### EXTRACTED DATA ###

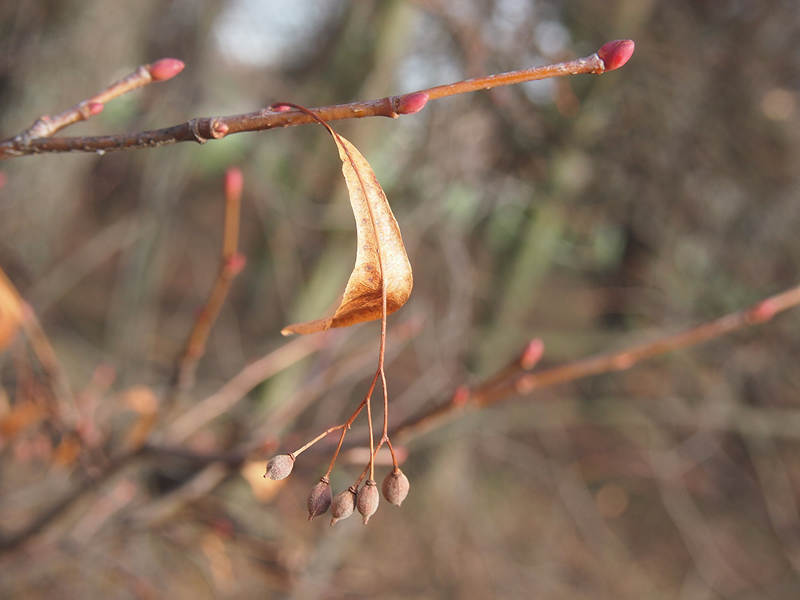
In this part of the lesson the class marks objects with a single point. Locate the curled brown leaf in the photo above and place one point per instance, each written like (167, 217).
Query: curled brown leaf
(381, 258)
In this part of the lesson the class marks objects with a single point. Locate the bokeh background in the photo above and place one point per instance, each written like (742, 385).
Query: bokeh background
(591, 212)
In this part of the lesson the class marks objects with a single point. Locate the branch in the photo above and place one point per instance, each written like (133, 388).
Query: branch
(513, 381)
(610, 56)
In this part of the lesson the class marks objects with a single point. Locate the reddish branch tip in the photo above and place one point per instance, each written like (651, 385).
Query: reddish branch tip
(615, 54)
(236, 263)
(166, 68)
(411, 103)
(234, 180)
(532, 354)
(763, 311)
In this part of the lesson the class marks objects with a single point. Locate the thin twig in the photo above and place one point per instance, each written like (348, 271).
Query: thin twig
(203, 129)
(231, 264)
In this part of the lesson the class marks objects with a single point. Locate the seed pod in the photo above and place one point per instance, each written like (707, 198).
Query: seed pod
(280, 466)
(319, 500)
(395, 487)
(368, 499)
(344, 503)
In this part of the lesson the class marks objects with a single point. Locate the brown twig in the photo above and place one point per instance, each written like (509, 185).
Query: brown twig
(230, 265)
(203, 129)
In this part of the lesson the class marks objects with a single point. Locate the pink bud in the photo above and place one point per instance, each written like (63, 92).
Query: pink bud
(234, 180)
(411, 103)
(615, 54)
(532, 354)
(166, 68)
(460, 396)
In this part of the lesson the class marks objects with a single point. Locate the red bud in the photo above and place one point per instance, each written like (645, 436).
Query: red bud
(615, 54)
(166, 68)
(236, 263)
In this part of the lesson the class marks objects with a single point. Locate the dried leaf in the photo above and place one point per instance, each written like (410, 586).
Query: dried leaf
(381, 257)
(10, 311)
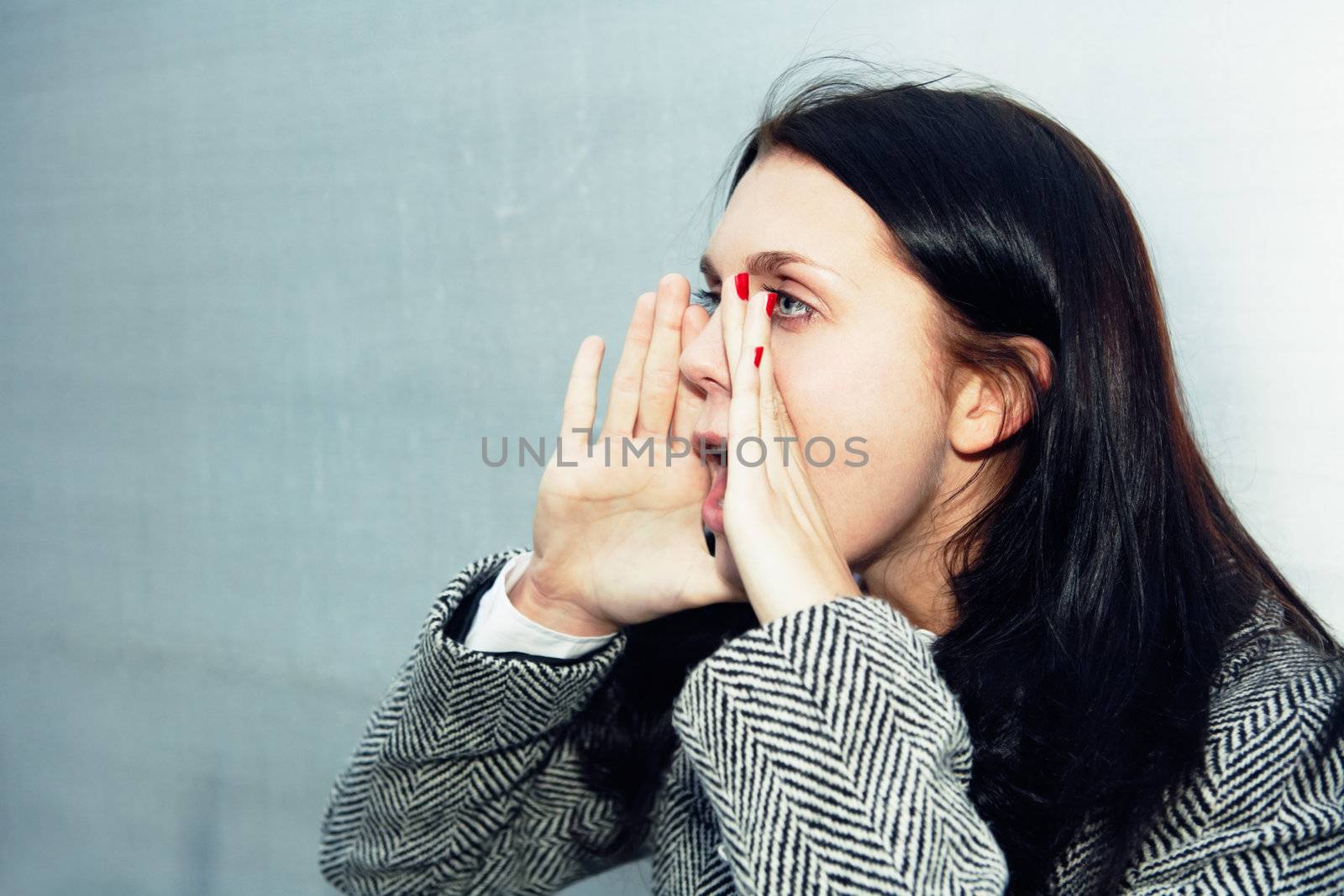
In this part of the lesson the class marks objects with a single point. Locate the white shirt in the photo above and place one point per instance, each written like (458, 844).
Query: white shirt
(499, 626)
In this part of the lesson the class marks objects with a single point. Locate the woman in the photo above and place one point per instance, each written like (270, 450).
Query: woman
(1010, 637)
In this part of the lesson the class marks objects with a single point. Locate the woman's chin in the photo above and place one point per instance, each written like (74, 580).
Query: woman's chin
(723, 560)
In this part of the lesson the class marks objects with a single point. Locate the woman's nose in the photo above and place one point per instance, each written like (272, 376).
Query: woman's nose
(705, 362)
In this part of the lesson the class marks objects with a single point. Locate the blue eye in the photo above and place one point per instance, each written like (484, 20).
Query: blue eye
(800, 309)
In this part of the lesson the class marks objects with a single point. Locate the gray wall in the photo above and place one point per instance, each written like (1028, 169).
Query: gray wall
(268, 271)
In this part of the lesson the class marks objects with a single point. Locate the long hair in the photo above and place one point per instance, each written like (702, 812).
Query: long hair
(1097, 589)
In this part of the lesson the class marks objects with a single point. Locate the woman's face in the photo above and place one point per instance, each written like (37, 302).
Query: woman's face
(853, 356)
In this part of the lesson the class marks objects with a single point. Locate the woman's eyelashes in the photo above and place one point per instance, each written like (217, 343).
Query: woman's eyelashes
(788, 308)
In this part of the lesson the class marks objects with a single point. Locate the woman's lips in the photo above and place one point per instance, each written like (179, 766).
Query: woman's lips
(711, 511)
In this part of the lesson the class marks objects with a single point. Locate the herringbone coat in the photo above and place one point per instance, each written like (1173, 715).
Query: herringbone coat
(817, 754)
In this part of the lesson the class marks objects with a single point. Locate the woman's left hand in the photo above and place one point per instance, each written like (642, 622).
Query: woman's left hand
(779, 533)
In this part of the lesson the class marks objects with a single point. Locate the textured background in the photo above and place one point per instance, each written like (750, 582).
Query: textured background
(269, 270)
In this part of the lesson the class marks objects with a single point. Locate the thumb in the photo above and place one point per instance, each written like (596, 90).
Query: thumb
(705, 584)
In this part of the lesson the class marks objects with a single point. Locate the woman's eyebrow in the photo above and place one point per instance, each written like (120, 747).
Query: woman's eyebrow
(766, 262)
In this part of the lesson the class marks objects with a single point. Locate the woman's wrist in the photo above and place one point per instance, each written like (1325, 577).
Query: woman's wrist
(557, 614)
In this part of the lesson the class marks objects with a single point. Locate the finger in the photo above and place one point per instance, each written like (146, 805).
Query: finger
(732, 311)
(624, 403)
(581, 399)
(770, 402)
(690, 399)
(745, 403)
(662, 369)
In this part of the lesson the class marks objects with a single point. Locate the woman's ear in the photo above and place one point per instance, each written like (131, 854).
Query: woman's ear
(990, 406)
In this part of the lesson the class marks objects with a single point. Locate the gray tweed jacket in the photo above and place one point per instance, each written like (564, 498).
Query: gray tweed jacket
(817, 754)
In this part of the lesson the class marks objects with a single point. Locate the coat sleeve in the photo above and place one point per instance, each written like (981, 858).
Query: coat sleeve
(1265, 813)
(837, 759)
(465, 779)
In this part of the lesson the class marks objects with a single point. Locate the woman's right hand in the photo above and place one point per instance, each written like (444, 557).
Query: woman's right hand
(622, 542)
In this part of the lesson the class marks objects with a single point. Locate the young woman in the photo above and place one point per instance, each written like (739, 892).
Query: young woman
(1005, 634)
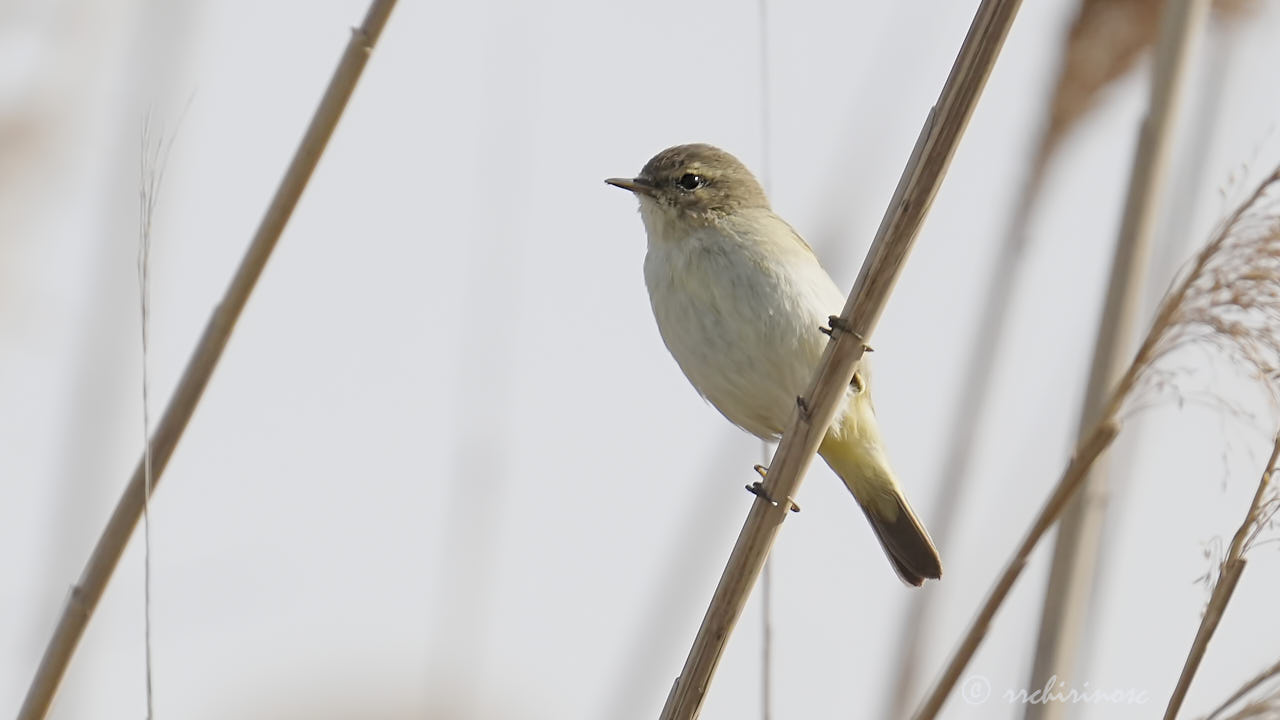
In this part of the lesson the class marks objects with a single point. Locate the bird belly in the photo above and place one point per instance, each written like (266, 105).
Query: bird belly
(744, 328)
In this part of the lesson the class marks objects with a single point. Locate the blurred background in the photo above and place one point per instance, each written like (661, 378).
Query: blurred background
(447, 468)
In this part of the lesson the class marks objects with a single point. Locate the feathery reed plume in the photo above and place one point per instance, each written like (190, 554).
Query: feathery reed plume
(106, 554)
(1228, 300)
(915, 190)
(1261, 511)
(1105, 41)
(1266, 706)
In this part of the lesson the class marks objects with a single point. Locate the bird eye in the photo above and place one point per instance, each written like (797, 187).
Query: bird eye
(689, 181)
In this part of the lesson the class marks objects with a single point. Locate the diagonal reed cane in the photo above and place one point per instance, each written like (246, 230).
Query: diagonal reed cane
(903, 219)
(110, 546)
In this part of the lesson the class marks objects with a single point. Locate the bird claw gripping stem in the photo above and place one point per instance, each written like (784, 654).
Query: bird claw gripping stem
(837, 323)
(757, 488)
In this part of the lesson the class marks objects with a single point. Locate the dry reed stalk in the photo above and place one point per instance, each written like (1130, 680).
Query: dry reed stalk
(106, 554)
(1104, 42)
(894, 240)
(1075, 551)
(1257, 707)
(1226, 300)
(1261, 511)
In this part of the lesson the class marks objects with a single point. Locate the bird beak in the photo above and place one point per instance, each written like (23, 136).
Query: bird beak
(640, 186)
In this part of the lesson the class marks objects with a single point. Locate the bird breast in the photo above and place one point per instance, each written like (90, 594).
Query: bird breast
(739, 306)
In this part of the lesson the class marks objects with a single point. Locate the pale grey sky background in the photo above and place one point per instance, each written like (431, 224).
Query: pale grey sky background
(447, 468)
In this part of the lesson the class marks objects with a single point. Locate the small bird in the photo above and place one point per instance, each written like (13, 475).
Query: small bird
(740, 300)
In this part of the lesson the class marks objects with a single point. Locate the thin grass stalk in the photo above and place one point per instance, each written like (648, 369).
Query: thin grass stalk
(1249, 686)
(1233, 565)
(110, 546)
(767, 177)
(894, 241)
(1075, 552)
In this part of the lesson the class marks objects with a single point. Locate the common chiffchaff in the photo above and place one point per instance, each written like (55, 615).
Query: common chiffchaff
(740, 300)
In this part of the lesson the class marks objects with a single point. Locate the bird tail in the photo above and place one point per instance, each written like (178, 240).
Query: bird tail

###

AIM:
Reproduce every one of the entries above verbatim, leaving out the pictures.

SOLUTION FOR THIS EXERCISE:
In this part of the lesson the class marks objects with a single point. Locate the curled brown leaf in the photo above and place one point per instance, each written like (167, 217).
Query: curled brown leaf
(381, 258)
In this part of the lesson the class marks objects with a single point. Locate the bokeh background in the photo above and place one point per instance, each written like (742, 385).
Query: bokeh background
(591, 212)
In this part of the lesson the class marks objects with a single point. Locate the branch in the photo above and place one point per instance, each written like (133, 388).
Query: branch
(513, 381)
(610, 56)
In this part of the lesson the class marks objects with a single point. Locate the reddish branch tip in the photo above and place one point per instance, each written like (651, 385).
Query: reddish branch tip
(615, 54)
(236, 263)
(166, 68)
(411, 103)
(234, 180)
(532, 354)
(763, 311)
In this part of the lesson the class marks objects with a single point. Locate the thin twig in the photo above and place one point per instance, each written like (348, 271).
Query: thin twig
(203, 129)
(231, 264)
In this part of the lesson the class marks objects with a single point. Locate the seed pod in the photo above and place one point per instance, each written like (707, 198).
Query: seed pod
(280, 466)
(319, 500)
(395, 487)
(368, 499)
(344, 503)
In this part of the lesson the class marks objects with a single point. Locate the brown twig in the photo above and place one point per instance, each written like (509, 185).
Query: brown twig
(230, 265)
(203, 129)
In this part of the lesson the class marks objects with a single point. Locate the pink bud in the photo above and place one point per instance, each written like (63, 92).
Query: pink bud
(234, 180)
(411, 103)
(615, 54)
(532, 354)
(166, 68)
(460, 396)
In this part of the lesson the class marks objects with a single point. Locate the red bud in the photo above and place one point per instance, each written like (645, 436).
Query: red bud
(615, 54)
(166, 68)
(236, 263)
In this part of the lesson the class marks objects with a single point. Locate the dried leaf in the photo above and place one point per instance, each written like (410, 586).
Query: dried leaf
(381, 257)
(10, 311)
In this part of the lesson the class marks objects with a single point. Locate the white shirt in the photo above and place one point per instance, each written like (458, 844).
Query: white shirt
(499, 626)
In this part of the lesson the class marks objects with a single point. Locate the woman in the photo above and place one point per instance, each written like (270, 450).
Query: woman
(1010, 637)
In this part of the lesson the class marks objects with a single point. Locate the woman's chin in the photo above and place one point per instance, each written like (74, 580).
Query: woman's chin
(723, 560)
In this part of the lesson the class marks objects with a single point. Locate the woman's nose in the photo above and place one point per instance, each written like (272, 376).
Query: woman's nose
(705, 362)
In this part of the lesson the class marks objects with a single point. Locate the blue eye in the photo above and place one point per instance, each written like (484, 20).
Query: blue eye
(800, 309)
In this part of the lesson the class marks objects with a single point. Locate the gray wall in the photo above and place one point per instance, each written like (1028, 169).
Query: gray wall
(268, 271)
In this part of the lesson the class marks objects with a single point. Locate the long hair in the photo above and place one point per instance, each written like (702, 812).
Query: long hair
(1097, 589)
In this part of the lesson the class marks objects with a single point. Locate the woman's face in the photo above and place one point per instance, each written like (37, 302).
Query: woman's face
(853, 356)
In this part of the lesson the class marks objects with a single point. Locate the woman's eyelashes in the photo above and place one point per instance, each written like (217, 343).
Query: woman's eyelashes
(788, 308)
In this part of the lesson the class marks objects with a single point. Locate the woman's lips in the photo above and place one point per instance, each written like (179, 766).
Query: woman's lips
(711, 511)
In this part of the lesson the class marks objects with a single point. Locate the herringbone coat in the photo above and place one point per instance, each written like (1173, 715).
Query: herringbone coat
(817, 754)
In this part of the lesson the class marks objects with a single point. Locate the woman's left hand in the photo above and place one point per instance, each written like (642, 622).
Query: woman's left hand
(779, 533)
In this part of the lesson the class marks objects with a single point. Locate the textured background in the photo above and place one point per instance, each written like (750, 582).
Query: textured background
(269, 270)
In this part of the lesson the class marks objects with a single point. Locate the thumb in the photo above and place one point per instance, each written like (596, 90).
Query: thumb
(705, 584)
In this part of the lesson the class marks objects with a single point. Locate the woman's eyebrow in the photo above and place one point per instance, each written like (120, 747).
Query: woman's eyebrow
(766, 262)
In this part of the lesson the class marks objects with a single point. Locate the woman's wrist in the photo above and place one point per instance, each written like (1325, 577).
Query: woman's wrist
(557, 614)
In this part of the lesson the class marks objects with a single point. Locate the finger in the photo above and place one point per instance, each written like (146, 805).
Query: finger
(732, 311)
(624, 403)
(581, 399)
(770, 402)
(690, 399)
(745, 403)
(662, 369)
In this part of the lesson the class marks objects with a single point. Locate the woman's ear in the photo above and place one point per instance, each written like (131, 854).
Query: woman's ear
(990, 406)
In this part of the lesson the class marks objects with a single point. Locate the gray tweed jacket in the photo above and place one point per instance, each written like (564, 498).
Query: gray tweed jacket
(817, 754)
In this part of the lesson the class marks objects with a single point. Locate the coat sleeve in the photo above and place one point per instance, each written like (981, 858).
Query: coat sleeve
(1265, 813)
(837, 759)
(465, 779)
In this part of the lesson the class marks objects with a single point. Locate the woman's right hand in the photo above and place one point per instance, each written like (444, 557).
Query: woman's right hand
(622, 542)
In this part of the lesson the class marks objects with a single point. Locate the young woman in the photo above and place one point per instance, each written like (739, 892).
Query: young woman
(1005, 634)
In this part of the lesson the class marks objects with a single point. Locate the bird belly in the photo above and place one point per instance, each written like (266, 105).
Query: bird belly
(744, 328)
In this part of the lesson the class marks objects with a single point. Locate the blurred background in the photo above and place one point per instance, each written like (661, 378).
Query: blurred background
(447, 468)
In this part of the lesson the class marks objects with a single point. Locate the feathery reed plume in the photo above and place one point per instance, each written like (190, 554).
Query: feathery reed plume
(106, 554)
(1228, 300)
(915, 190)
(1261, 511)
(1105, 41)
(1266, 706)
In this part of the lesson the class marks objects with a single point. Locate the bird eye in the photo above and place one point per instance, each written like (797, 187).
Query: bird eye
(689, 181)
In this part of the lesson the class marks objects with a single point. Locate the diagonal reed cane in the photo above and place one point per instance, each written like (246, 230).
Query: diagonal reed cane
(903, 219)
(110, 546)
In this part of the lesson the class marks objects with a single point. Locate the bird claw gripping stem in the photo above and place one point per instance, each written like (784, 654).
Query: bird claw gripping stem
(837, 323)
(757, 488)
In this part of the lesson the class marks objects with a single point. Locate the dry reed stalk in the photo above and place one point per instance, each written like (1130, 680).
Query: dry reed stalk
(106, 554)
(1104, 42)
(894, 240)
(1075, 551)
(1257, 707)
(1226, 300)
(1261, 511)
In this part of the lesson the class marks objects with a single point. Locate the bird beak in the photo above and place one point per instance, each written like (23, 136).
Query: bird beak
(640, 186)
In this part of the lesson the class marks objects with a single point. Locate the bird breast in the photo above and place one point per instance, each written like (90, 594).
Query: bird breast
(739, 306)
In this part of the lesson the class marks objects with a single point. Locate the pale grey sky background in the photo above and place one point per instance, each written like (431, 224).
Query: pale grey sky background
(447, 468)
In this part of the lesson the class marks objects with a single point. Locate the small bird in the photo above and place one point per instance, each written like (13, 475).
Query: small bird
(740, 300)
In this part of the lesson the class marks objects with a single point. Locate the thin grass stalk in the photo above and place one point per instance, each written like (648, 369).
Query: thin grass stalk
(1249, 686)
(1233, 565)
(110, 546)
(767, 177)
(894, 241)
(1075, 552)
In this part of the lesson the class marks objects with a single point. Locate the common chiffchaff in the photo above and place one point per instance, each written like (55, 615).
Query: common chiffchaff
(740, 300)
In this part of the lesson the class marks objects with a single point. Locate the bird tail in the photo above and place one point per instance, each written like (178, 240).
Query: bird tail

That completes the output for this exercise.